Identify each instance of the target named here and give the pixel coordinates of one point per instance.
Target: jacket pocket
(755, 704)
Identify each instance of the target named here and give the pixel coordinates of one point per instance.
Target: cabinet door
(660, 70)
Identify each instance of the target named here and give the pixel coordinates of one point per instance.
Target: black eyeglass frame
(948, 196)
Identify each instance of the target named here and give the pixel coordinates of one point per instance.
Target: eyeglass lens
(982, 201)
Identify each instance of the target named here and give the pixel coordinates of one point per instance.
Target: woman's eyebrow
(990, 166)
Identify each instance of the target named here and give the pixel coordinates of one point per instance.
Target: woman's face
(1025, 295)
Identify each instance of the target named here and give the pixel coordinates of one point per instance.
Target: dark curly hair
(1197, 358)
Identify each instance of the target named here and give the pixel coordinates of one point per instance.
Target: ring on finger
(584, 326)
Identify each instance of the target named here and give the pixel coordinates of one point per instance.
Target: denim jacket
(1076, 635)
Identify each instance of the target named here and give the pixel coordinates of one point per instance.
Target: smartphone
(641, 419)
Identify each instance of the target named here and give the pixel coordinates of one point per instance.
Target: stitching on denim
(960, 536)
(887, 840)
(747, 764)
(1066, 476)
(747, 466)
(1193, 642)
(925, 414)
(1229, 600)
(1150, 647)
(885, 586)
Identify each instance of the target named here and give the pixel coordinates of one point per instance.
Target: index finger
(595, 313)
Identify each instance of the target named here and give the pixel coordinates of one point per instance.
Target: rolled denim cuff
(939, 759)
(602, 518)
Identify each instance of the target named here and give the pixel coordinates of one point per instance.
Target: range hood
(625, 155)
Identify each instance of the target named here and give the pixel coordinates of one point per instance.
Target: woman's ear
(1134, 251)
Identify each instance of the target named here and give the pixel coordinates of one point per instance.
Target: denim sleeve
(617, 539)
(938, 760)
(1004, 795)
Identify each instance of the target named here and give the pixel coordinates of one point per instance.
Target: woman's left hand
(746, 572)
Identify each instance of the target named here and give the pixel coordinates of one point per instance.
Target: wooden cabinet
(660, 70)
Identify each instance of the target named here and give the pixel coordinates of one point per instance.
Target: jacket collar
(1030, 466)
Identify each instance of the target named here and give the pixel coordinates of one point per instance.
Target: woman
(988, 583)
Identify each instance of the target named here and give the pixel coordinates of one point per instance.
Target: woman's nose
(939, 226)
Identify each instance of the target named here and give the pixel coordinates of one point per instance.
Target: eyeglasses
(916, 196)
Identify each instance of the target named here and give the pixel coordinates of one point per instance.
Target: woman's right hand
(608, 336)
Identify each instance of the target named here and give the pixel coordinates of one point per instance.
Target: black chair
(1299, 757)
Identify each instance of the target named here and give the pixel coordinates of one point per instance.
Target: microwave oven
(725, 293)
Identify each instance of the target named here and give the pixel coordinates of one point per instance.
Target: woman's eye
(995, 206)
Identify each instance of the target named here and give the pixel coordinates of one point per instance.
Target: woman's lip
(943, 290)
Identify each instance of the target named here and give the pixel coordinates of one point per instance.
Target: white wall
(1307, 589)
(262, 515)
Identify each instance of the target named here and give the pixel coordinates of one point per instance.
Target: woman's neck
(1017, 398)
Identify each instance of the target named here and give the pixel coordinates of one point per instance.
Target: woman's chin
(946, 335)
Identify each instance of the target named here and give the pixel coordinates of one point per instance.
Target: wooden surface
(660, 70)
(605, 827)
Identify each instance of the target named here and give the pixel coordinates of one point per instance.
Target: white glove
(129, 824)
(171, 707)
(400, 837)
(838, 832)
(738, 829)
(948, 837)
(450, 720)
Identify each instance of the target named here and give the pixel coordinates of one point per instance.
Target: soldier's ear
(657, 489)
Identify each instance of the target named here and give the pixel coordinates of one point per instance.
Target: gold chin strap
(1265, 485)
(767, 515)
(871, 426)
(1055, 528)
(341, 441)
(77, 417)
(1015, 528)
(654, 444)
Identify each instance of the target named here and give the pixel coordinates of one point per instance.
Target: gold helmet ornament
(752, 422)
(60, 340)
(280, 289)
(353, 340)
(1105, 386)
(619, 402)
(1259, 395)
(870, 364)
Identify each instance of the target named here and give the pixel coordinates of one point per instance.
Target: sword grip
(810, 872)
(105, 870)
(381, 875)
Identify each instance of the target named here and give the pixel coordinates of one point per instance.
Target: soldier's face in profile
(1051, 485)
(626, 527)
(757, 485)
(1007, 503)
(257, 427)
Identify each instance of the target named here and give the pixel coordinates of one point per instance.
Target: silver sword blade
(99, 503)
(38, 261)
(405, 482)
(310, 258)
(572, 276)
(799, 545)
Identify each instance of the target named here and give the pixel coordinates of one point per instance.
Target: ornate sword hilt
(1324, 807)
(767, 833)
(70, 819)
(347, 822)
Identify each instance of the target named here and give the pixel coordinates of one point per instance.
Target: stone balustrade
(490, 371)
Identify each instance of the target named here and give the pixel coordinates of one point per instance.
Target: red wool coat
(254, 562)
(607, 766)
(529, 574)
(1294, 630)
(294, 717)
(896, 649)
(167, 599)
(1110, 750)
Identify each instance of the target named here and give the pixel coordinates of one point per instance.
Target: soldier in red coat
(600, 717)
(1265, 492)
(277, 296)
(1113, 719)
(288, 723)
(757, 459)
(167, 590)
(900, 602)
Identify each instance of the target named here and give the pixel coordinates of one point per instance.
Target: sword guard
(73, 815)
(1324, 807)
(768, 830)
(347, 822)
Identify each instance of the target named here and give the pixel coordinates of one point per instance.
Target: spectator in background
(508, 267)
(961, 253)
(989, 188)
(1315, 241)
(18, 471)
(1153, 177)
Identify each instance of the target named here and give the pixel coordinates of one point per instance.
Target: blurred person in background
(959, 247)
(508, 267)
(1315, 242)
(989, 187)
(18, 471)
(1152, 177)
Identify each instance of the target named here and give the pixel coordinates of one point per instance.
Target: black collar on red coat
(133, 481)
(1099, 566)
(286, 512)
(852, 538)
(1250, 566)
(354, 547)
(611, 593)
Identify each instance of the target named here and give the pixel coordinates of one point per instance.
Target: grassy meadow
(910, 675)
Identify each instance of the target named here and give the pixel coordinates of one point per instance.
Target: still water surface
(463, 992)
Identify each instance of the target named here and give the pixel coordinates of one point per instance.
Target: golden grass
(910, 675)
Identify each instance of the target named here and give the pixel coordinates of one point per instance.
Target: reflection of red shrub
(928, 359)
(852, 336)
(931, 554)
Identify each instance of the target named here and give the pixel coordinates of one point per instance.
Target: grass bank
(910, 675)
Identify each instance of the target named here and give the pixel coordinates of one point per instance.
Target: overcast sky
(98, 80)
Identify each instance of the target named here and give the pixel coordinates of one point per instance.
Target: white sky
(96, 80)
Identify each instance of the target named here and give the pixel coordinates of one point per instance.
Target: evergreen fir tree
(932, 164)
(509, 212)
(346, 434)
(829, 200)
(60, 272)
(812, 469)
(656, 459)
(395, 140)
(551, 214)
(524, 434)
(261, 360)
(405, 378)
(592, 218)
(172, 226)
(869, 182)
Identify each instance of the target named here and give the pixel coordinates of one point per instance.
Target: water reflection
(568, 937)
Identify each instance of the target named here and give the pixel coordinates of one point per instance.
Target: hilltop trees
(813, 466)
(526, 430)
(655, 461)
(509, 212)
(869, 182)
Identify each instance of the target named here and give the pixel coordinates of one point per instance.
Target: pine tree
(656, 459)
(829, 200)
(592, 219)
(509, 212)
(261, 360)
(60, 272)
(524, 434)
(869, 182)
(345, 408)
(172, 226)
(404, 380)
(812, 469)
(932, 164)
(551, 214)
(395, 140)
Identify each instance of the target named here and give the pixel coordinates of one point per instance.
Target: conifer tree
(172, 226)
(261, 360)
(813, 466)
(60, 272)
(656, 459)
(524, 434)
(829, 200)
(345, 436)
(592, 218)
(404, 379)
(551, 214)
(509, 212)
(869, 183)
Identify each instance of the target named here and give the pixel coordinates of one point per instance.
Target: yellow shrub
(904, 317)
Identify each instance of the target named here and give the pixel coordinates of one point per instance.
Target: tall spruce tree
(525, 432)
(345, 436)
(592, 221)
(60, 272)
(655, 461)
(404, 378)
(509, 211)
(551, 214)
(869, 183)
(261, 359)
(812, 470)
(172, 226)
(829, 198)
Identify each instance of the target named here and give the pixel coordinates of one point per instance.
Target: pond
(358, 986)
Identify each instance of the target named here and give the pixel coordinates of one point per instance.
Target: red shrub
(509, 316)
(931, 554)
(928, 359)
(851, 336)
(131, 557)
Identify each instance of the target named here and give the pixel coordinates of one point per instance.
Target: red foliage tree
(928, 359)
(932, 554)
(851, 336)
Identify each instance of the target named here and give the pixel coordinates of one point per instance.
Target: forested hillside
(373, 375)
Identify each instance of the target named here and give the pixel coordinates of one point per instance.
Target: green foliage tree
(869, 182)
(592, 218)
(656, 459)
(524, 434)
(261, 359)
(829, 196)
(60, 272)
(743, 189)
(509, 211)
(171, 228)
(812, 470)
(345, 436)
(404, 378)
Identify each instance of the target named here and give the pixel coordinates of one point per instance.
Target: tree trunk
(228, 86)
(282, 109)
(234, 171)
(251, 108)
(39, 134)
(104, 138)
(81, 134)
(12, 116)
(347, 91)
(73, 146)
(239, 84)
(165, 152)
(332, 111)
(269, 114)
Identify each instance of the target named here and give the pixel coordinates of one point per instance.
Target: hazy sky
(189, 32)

**********

The problem:
Only the stretch of lines that begins with the one holding "Target: tree trunk" and ends with the last line above belongs in the answer; please write it out exactly.

Solution to the problem:
Target: tree trunk
(228, 86)
(282, 109)
(234, 171)
(251, 108)
(39, 134)
(104, 138)
(81, 134)
(12, 116)
(347, 91)
(73, 146)
(239, 84)
(165, 152)
(332, 111)
(269, 114)
Identify each instance of the target named here and give the pixel coordinates of one point per instance.
Target: hazy sky
(189, 32)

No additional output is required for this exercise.